● WRITTEN TASK: Copy out the lines of the material below from the one containing "Help me find the black" through the end of the material, both ends included, and nothing else.

● DATA EXCERPTS:
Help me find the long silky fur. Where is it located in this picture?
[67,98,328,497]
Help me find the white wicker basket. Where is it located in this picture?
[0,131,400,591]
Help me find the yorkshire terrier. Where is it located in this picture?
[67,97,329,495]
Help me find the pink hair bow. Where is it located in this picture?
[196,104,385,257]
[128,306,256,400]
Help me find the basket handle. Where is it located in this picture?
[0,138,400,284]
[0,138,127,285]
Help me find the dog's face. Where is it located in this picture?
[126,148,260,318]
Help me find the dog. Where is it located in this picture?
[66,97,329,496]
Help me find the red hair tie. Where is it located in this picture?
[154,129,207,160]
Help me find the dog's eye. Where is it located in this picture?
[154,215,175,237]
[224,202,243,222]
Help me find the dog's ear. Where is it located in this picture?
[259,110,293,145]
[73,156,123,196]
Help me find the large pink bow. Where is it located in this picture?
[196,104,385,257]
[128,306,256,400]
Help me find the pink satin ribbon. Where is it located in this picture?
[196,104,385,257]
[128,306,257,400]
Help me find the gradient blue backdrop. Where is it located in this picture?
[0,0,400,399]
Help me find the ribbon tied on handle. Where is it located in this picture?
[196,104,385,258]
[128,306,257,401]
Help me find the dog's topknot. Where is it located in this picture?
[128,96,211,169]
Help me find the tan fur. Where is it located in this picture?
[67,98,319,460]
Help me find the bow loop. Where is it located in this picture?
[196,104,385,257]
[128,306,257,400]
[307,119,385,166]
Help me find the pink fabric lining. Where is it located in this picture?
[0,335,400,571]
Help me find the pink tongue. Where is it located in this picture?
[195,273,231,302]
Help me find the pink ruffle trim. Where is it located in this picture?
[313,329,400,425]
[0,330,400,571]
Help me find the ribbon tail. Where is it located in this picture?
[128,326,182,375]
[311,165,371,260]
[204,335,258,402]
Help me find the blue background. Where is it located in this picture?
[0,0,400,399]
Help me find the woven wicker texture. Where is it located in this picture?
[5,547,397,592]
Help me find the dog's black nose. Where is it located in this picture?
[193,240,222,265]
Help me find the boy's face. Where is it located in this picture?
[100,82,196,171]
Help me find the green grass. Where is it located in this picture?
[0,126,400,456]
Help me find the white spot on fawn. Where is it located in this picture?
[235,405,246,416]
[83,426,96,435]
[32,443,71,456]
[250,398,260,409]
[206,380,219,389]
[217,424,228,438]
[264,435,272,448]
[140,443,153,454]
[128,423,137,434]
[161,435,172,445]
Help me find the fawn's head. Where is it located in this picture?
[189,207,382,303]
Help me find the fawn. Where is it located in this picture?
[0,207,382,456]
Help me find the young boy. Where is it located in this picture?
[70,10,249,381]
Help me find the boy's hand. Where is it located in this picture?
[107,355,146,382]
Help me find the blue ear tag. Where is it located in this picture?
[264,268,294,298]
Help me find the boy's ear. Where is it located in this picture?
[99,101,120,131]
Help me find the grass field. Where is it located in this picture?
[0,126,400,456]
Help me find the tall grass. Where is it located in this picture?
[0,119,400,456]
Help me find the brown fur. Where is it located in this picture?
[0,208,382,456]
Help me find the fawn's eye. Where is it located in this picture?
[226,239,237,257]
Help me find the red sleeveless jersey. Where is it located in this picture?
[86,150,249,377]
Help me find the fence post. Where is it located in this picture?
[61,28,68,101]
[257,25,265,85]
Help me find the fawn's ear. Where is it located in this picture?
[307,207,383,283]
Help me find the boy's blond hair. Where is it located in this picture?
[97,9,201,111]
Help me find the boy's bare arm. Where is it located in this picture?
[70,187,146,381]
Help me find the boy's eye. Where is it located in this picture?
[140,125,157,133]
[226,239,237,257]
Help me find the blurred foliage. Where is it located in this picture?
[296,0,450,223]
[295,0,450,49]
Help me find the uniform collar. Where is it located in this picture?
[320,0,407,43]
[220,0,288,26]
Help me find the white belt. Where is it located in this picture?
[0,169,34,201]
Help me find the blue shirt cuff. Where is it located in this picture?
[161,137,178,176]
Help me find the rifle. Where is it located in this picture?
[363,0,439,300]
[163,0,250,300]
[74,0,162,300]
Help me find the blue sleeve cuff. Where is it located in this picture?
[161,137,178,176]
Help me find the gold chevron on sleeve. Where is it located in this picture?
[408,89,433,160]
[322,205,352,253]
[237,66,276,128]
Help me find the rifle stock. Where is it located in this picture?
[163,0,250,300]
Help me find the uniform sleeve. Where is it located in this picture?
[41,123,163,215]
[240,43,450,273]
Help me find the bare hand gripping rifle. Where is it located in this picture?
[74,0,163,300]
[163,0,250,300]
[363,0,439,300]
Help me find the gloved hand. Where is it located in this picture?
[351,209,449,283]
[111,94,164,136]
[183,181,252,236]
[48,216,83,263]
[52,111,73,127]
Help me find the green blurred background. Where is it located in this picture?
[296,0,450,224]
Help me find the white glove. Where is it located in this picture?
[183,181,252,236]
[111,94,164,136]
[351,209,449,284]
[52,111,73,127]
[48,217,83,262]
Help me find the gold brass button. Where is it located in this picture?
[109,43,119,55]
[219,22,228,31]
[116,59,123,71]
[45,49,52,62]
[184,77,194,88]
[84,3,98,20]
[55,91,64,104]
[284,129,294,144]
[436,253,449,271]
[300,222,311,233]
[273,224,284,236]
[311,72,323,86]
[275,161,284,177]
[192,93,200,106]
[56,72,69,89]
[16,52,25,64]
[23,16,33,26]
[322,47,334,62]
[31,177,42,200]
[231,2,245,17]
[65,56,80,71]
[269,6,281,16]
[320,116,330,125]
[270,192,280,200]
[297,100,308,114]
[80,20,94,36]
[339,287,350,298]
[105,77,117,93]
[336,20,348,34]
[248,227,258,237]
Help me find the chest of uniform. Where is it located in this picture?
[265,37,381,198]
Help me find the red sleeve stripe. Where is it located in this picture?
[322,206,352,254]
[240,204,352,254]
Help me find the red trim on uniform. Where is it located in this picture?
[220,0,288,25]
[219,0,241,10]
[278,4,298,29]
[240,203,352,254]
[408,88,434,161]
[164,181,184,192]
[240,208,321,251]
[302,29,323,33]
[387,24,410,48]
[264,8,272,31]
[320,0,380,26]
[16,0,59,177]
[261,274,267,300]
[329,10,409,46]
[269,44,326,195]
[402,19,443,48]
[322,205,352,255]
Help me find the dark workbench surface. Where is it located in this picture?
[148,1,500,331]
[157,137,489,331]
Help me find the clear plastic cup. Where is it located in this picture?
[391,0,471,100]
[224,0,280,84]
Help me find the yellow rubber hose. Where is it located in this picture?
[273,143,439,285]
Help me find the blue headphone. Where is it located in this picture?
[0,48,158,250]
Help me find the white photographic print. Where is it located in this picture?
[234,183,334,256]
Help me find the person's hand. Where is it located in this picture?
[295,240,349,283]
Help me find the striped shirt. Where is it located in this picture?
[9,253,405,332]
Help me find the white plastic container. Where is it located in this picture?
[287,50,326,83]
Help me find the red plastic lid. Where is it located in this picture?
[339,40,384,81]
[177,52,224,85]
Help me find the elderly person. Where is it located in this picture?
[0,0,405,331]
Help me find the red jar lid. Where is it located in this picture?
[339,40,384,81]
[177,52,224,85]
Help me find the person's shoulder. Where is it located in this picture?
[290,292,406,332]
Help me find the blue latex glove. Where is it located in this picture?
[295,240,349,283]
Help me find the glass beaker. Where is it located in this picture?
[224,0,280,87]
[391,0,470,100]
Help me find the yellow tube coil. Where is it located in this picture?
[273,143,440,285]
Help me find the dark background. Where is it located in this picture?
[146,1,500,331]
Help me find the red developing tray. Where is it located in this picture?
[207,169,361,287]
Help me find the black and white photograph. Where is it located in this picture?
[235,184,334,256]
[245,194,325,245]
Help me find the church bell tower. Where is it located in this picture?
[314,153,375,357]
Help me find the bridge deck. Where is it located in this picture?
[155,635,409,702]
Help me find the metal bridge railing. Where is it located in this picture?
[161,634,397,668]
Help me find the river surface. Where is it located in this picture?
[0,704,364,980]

● SOLUTION:
Help me find the black and white photograph. Where is it located in this picture?
[235,184,334,256]
[245,194,325,245]
Help me find the church bell tower. Where is it located in this picture?
[314,153,375,357]
Help me find the bridge deck. Where is it located in this picture?
[155,635,409,702]
Help me find the metal bridge railing. Where is it located in this picture?
[161,634,397,668]
Help me find the river surface. Where is it located in this picture?
[0,704,364,980]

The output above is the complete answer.